I’d love to hear from anyone else who’s familiar with kolva.
Oh…my…stars! This is it! This is what I’ve been trying to remember all these years, and have only recently been probably driving Linda at the Boreka Diary a bit crazy in helping me remember the name of this stuff my nunna used to make tons of for my beloved uncle Murray to take home with him in great big glass jars (he was addicted to the stuff), and I’m pretty much 100 percent sure that this is what she made him, and this is what it was called – KOLVA!
The only thing that has me a bit confused is where the flour comes in. I don’t remember anything remotely ‘pastry’ about this dessert. Then again, I only ever tasted it once, as a young girl, and didn’t really fancy it much, as it was way too sweet (which is weird for a kid to NOT like super-sweet and super-gooey stuff, I know, but there you go).
My nunna made this with honey, sugar, tons of nuts (walnuts and pistachios, if memory serves), figs or raisins or other dried fruits, chopped up, cloves, and wheat that was soaked overnight and puffed up huge.
But for the life of me, I cannot remember my uncle taking home with him anything more than huge glass jars of it (along with bags of borekyas and biscocchios – which my nunna also had another name for – something that sounded like coo-cool-eos, maybe? I’ll have to think about that one for a bit longer, but the recipe is the same as the one you’ve described and also on Linda’s Boreka Diary as biscoccios de hueva).
Thanks again Janet, for this brilliant blog. Between this one and Linda’s, I’m well set. Now onto making all this amazing food that I remember with such love from my childhood. Unfortunately, I no longer have any family connections that I can go to for guidance or to help me remember any clearer than what I’ve described here and at Linda’s blog, but both blogs have helped me so much, and have made me smile so many times over this past week.
Greek Girl – You are right. Kolva is a porridge, not a pastry. The flour in this instance would serve as a thickener (not that porridges need anything extra to thicken them!). Thanks so much for your kind words. I am delighted you’ve found my blog, and Linda’s, and I have no doubt that she will be as happy as I am to be able to jog your memory and provide guidance.
-=-=-
**Stated task:**
Give the passage of the kolva comments between "Oh…my…stars! This is" and "there you go).", inclusive, substituting "mason jars" for "glass jars".
-=-=-
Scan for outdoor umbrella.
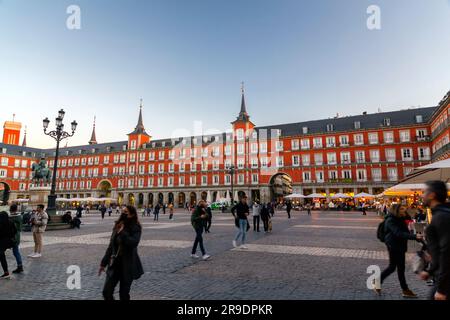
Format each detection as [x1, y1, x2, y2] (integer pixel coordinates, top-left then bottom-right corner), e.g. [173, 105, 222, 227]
[353, 192, 375, 198]
[400, 159, 450, 184]
[331, 193, 350, 199]
[284, 193, 305, 199]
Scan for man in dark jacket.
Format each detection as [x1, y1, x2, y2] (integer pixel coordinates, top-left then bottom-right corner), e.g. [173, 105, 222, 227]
[9, 204, 23, 273]
[191, 200, 210, 260]
[420, 181, 450, 300]
[286, 201, 292, 219]
[231, 196, 250, 249]
[381, 204, 422, 298]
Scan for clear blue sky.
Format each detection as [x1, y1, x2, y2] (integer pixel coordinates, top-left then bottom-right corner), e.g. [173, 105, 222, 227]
[0, 0, 450, 147]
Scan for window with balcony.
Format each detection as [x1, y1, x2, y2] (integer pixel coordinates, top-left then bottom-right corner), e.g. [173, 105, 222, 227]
[313, 138, 322, 148]
[355, 151, 366, 163]
[301, 139, 309, 150]
[353, 134, 364, 145]
[383, 131, 394, 143]
[327, 152, 337, 164]
[369, 132, 378, 144]
[385, 149, 396, 162]
[341, 152, 352, 164]
[291, 139, 300, 150]
[314, 153, 323, 166]
[402, 148, 413, 161]
[400, 130, 411, 142]
[326, 137, 336, 148]
[372, 168, 381, 181]
[370, 149, 380, 163]
[302, 154, 311, 166]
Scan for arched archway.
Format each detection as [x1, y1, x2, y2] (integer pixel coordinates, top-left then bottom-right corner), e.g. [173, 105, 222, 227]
-=-=-
**Response:**
Oh…my…stars! This is it! This is what I’ve been trying to remember all these years, and have only recently been probably driving Linda at the Boreka Diary a bit crazy in helping me remember the name of this stuff my nunna used to make tons of for my beloved uncle Murray to take home with him in great big mason jars (he was addicted to the stuff), and I’m pretty much 100 percent sure that this is what she made him, and this is what it was called – KOLVA!
The only thing that has me a bit confused is where the flour comes in. I don’t remember anything remotely ‘pastry’ about this dessert. Then again, I only ever tasted it once, as a young girl, and didn’t really fancy it much, as it was way too sweet (which is weird for a kid to NOT like super-sweet and super-gooey stuff, I know, but there you go).